Aim —
Render each line of the items below as a string in a JSON list, one string per line, and skip any blank lines.

Data pulled from a collection
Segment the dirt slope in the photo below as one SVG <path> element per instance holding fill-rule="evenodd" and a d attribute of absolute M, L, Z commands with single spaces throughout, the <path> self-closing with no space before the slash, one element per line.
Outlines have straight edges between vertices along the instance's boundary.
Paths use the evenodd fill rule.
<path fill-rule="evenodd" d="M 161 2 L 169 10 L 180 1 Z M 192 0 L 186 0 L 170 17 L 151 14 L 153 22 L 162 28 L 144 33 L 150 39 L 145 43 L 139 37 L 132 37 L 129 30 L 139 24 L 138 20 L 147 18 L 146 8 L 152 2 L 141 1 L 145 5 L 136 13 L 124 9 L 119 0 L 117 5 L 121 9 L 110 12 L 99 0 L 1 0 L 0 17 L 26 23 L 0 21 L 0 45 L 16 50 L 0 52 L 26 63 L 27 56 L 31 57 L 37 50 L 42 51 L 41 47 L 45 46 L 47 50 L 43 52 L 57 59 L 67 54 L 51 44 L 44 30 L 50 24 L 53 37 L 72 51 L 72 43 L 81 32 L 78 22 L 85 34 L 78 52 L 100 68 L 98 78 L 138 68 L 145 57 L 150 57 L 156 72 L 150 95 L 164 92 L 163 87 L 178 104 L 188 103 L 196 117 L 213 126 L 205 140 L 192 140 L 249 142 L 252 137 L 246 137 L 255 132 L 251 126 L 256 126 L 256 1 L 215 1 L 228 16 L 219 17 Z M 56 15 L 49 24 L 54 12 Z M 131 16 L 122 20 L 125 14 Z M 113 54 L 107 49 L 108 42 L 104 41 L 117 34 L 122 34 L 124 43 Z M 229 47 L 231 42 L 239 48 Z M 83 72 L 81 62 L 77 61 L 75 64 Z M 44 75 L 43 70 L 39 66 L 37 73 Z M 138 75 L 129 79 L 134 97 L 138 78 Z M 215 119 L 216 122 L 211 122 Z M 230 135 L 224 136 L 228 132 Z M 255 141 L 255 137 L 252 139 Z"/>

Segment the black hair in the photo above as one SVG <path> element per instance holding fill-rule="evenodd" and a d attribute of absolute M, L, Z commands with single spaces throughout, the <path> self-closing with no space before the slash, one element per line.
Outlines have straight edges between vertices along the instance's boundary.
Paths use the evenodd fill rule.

Answer to this task —
[
  "Segment the dirt slope in the photo below as one SVG <path> element per instance holding fill-rule=\"evenodd\" and a d attribute of absolute M, L, Z commands with single spaces throughout, the <path> self-closing with no space before the slash, one element per line.",
  "Outlines have straight edges between vertices along the instance's boundary.",
  "Paths use the evenodd fill rule.",
  "<path fill-rule=\"evenodd\" d=\"M 161 2 L 169 10 L 180 1 Z M 192 0 L 186 0 L 170 17 L 151 14 L 153 22 L 162 28 L 144 33 L 150 39 L 145 43 L 139 37 L 132 37 L 129 30 L 139 24 L 138 20 L 147 18 L 146 8 L 152 2 L 141 1 L 145 5 L 136 13 L 124 9 L 119 0 L 117 5 L 121 9 L 110 12 L 99 0 L 1 0 L 0 17 L 26 23 L 0 21 L 0 45 L 16 50 L 0 52 L 26 63 L 27 56 L 31 57 L 37 50 L 42 51 L 41 47 L 45 46 L 47 50 L 43 52 L 57 59 L 67 54 L 51 44 L 44 30 L 50 24 L 53 37 L 72 51 L 72 43 L 81 32 L 78 22 L 85 34 L 78 52 L 100 68 L 98 78 L 138 68 L 145 57 L 150 57 L 156 72 L 150 95 L 164 92 L 163 87 L 178 104 L 188 103 L 196 117 L 213 126 L 205 140 L 192 140 L 249 142 L 252 137 L 246 137 L 255 132 L 251 126 L 256 126 L 256 1 L 215 1 L 228 16 L 219 17 Z M 56 15 L 49 24 L 54 12 Z M 131 16 L 122 20 L 125 14 Z M 113 54 L 107 49 L 108 42 L 104 41 L 117 34 L 122 34 L 124 43 Z M 229 47 L 231 42 L 239 48 Z M 83 72 L 81 62 L 77 61 L 75 64 Z M 44 75 L 43 70 L 39 66 L 37 73 Z M 138 75 L 129 79 L 134 97 L 138 78 Z M 215 119 L 216 122 L 211 122 Z M 230 135 L 224 136 L 228 132 Z M 255 141 L 255 137 L 252 139 Z\"/>",
  "Segment the black hair in the photo above as one SVG <path> element per instance holding fill-rule=\"evenodd\" and a d attribute of absolute M, L, Z commands with single spaces throughout, the <path> self-closing with no space before the slash, one element per line.",
  "Outlines have straight edges between vertices along the instance's boundary.",
  "Paths use the evenodd fill rule."
]